• _What you have to do_: Could you write out, word for word, the lines of the listing below from the line with "the gray shingle" up to and including the line with "296), (614, 226)]"?

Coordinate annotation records
◆ ◆ ◆ ◆ ◆

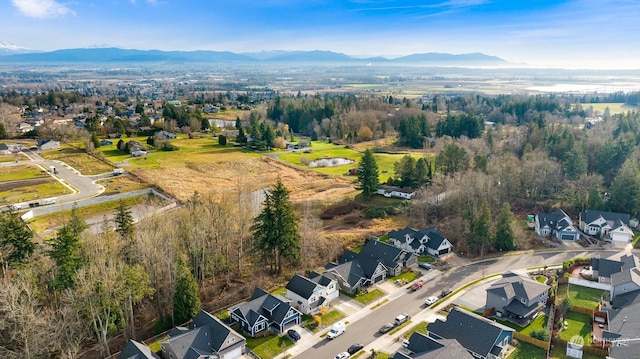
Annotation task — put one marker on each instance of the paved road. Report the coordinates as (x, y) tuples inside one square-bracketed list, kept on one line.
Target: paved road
[(82, 186), (365, 329)]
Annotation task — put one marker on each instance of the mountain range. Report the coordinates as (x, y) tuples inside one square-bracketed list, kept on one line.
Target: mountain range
[(13, 54)]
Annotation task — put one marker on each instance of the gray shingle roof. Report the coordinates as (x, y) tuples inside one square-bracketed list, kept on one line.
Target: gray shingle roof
[(460, 324), (301, 286)]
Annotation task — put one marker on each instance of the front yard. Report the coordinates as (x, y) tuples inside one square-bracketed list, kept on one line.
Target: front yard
[(579, 296), (578, 324), (269, 347)]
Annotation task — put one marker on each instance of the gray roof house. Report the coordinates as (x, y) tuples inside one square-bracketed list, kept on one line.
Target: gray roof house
[(424, 241), (206, 337), (264, 311), (423, 347), (356, 274), (392, 257), (481, 337), (310, 294), (557, 224), (135, 350), (517, 296), (614, 226)]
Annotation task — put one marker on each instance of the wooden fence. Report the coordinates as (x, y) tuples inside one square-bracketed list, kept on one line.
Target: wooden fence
[(525, 338)]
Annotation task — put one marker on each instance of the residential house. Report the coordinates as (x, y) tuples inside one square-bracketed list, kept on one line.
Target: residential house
[(310, 294), (556, 224), (517, 296), (164, 135), (357, 274), (206, 337), (135, 350), (4, 149), (396, 192), (264, 311), (392, 257), (608, 225), (423, 347), (48, 144), (424, 241), (483, 338)]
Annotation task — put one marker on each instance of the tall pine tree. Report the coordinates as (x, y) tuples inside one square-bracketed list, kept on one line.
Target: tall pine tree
[(275, 229)]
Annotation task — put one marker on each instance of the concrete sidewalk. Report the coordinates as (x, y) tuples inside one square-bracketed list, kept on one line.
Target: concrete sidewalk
[(355, 311)]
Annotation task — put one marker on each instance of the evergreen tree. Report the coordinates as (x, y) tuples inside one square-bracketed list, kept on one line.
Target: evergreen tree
[(186, 299), (275, 229), (504, 232), (16, 240), (125, 229), (368, 174)]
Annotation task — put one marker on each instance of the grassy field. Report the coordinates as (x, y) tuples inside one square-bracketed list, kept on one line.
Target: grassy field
[(121, 184), (527, 351), (579, 296), (539, 323), (614, 107), (577, 325), (269, 347), (50, 188), (78, 159), (41, 223), (20, 172)]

◆ ◆ ◆ ◆ ◆

• _Answer for this exercise_:
Annotation task — put one marker on each instance of the gray shingle roof. Report the coordinates as (x, y) tuples inside one square-bracketed list, kept on one line.
Target: gray shingle roof
[(460, 324), (301, 286)]
Annotation task — put one marker on each instance of the front yard. Report the coordinates as (x, y) tuples inside one square-bracketed list, kept on one line.
Target: front yard
[(579, 296), (578, 324), (269, 347)]
Annotation task — put one marker on each instance of the gray roof house. Report the coordinates as (x, y) tuples inside one square-bracketed list, kept on one line.
Target: gray roof house
[(424, 241), (206, 337), (264, 311), (423, 347), (356, 274), (392, 257), (481, 337), (310, 294), (557, 224), (135, 350), (517, 296), (614, 226)]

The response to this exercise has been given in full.